%%
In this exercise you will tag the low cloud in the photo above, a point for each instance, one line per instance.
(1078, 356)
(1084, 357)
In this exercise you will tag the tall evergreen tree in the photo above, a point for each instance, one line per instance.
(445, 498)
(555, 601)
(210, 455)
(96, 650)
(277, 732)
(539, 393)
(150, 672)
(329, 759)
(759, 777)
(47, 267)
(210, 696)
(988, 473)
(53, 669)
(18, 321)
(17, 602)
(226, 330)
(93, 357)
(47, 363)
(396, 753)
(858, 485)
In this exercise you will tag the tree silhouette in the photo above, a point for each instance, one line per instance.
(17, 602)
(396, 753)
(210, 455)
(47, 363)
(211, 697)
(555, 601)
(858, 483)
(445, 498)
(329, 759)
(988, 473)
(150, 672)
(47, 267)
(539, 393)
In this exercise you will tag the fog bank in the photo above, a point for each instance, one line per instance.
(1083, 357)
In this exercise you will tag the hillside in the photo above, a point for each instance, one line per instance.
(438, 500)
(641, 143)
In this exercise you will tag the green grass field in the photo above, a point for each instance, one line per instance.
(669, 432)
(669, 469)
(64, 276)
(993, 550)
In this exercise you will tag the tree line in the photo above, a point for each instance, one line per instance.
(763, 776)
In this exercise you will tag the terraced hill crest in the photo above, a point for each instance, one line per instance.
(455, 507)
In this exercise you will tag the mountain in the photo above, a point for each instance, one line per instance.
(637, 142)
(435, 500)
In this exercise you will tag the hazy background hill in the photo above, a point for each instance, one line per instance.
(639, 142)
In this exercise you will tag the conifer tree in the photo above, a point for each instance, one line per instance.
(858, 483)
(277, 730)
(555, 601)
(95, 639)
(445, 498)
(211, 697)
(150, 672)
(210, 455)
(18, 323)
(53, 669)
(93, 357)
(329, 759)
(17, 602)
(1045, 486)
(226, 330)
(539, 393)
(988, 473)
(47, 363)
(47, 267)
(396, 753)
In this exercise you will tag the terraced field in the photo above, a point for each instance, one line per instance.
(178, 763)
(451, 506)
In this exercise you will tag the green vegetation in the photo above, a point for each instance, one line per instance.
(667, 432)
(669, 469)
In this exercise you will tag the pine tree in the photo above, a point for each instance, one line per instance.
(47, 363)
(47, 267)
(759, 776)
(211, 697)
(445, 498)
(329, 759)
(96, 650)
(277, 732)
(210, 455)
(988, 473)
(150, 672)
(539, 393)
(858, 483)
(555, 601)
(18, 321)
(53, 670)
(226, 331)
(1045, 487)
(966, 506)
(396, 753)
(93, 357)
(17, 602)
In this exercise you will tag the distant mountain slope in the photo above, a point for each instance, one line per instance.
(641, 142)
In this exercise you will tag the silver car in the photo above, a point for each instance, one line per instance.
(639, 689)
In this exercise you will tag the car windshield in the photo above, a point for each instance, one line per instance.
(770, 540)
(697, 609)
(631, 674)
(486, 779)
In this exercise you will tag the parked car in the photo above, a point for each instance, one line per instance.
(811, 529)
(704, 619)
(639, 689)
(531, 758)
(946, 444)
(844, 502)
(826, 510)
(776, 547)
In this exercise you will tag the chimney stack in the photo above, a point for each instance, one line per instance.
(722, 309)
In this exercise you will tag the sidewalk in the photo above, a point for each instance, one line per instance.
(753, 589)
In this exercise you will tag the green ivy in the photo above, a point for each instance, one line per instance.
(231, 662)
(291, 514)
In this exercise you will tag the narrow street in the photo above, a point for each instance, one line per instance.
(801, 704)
%%
Request
Copy the entire listing above word for word, keeping every line in its original order.

The result
In this exercise you will tag the low cloud in the photo above, a point for each instance, one line per instance.
(1078, 356)
(1084, 357)
In this exercise you will tag the tall evergreen tree in the photo above, a point for each instance, one line per instance.
(445, 498)
(555, 601)
(210, 455)
(96, 650)
(277, 732)
(539, 393)
(150, 672)
(329, 759)
(759, 777)
(47, 267)
(210, 696)
(988, 473)
(53, 669)
(18, 321)
(17, 602)
(226, 330)
(93, 357)
(47, 363)
(396, 753)
(858, 485)
In this exercise you will tag the tree silhouette in the photo above, a point for each instance, one line per instance.
(17, 602)
(396, 753)
(210, 455)
(47, 363)
(211, 697)
(555, 601)
(858, 483)
(445, 498)
(329, 759)
(988, 473)
(150, 672)
(47, 267)
(539, 393)
In this exercise you will tag the fog bank in the photo above, a point for each instance, one line per instance.
(1083, 357)
In this exercise you will tag the hillside in the photo above, a point for each instance, one line per instance.
(438, 500)
(641, 143)
In this exercise you will tag the green grass field in the photo above, a point for each instance, one line per instance.
(669, 432)
(669, 469)
(64, 276)
(993, 550)
In this exercise you will tag the tree line in the photo above, a point for each instance, one line per instance.
(763, 776)
In this exercise you will tag the terraced hill crest in the photo above, a point for each instance, one line per instance.
(455, 507)
In this exercise you will tag the mountain in the photo above, a point for each instance, one line per instance.
(637, 142)
(435, 500)
In this exercise you will tag the hazy background hill in the photo above, a point for each instance, one line per instance.
(639, 142)
In this exercise you will tag the conifer tree in the photo above, a point for each instance, one line per instance.
(858, 483)
(277, 730)
(555, 601)
(95, 639)
(445, 498)
(211, 697)
(150, 672)
(210, 455)
(18, 323)
(53, 669)
(93, 357)
(329, 759)
(17, 602)
(1045, 486)
(226, 330)
(539, 393)
(988, 473)
(47, 363)
(47, 267)
(396, 753)
In this exercise you will tag the terraced field in the photo above, a point for each instance, one line per instance.
(178, 763)
(451, 506)
In this exercise you will tag the green vegetation in the photo above, a point for each instance, one line per instance.
(667, 432)
(669, 469)
In this exercise you will tag the pine tree in the photo above, a point for each instance, one line per instance.
(47, 363)
(47, 267)
(759, 776)
(211, 697)
(445, 498)
(329, 759)
(96, 650)
(277, 732)
(210, 455)
(988, 473)
(150, 672)
(539, 393)
(858, 483)
(555, 601)
(18, 321)
(53, 670)
(226, 331)
(1045, 487)
(966, 506)
(396, 753)
(93, 357)
(17, 602)
In this exercise you will tag the distant mountain slope in the photo above, a point for each instance, one line per instance.
(641, 142)
In this exercise you will tag the silver car in the photo above, a point for each instance, one line per instance.
(639, 689)
In this exercise you will tag the car windshield in the photo above, a point for each instance, one line per instance.
(770, 540)
(697, 609)
(631, 674)
(486, 779)
In this exercise you will tag the parked car in the photo above, a point for each instance, one line per instance.
(811, 529)
(704, 619)
(639, 689)
(531, 758)
(946, 444)
(844, 502)
(826, 510)
(776, 547)
In this exercise you will tag the chimney stack in the photo above, a point for each instance, one line per instance.
(722, 309)
In this exercise you will tag the sidewalk in the photo above, a point for each instance, one line per instance.
(753, 589)
In this exercise you will tag the green ivy in the photo above, a point for each instance, one line per instance.
(231, 662)
(291, 514)
In this exercise you will tag the narrow street in the photo above, a point for each instance, one line per instance.
(801, 704)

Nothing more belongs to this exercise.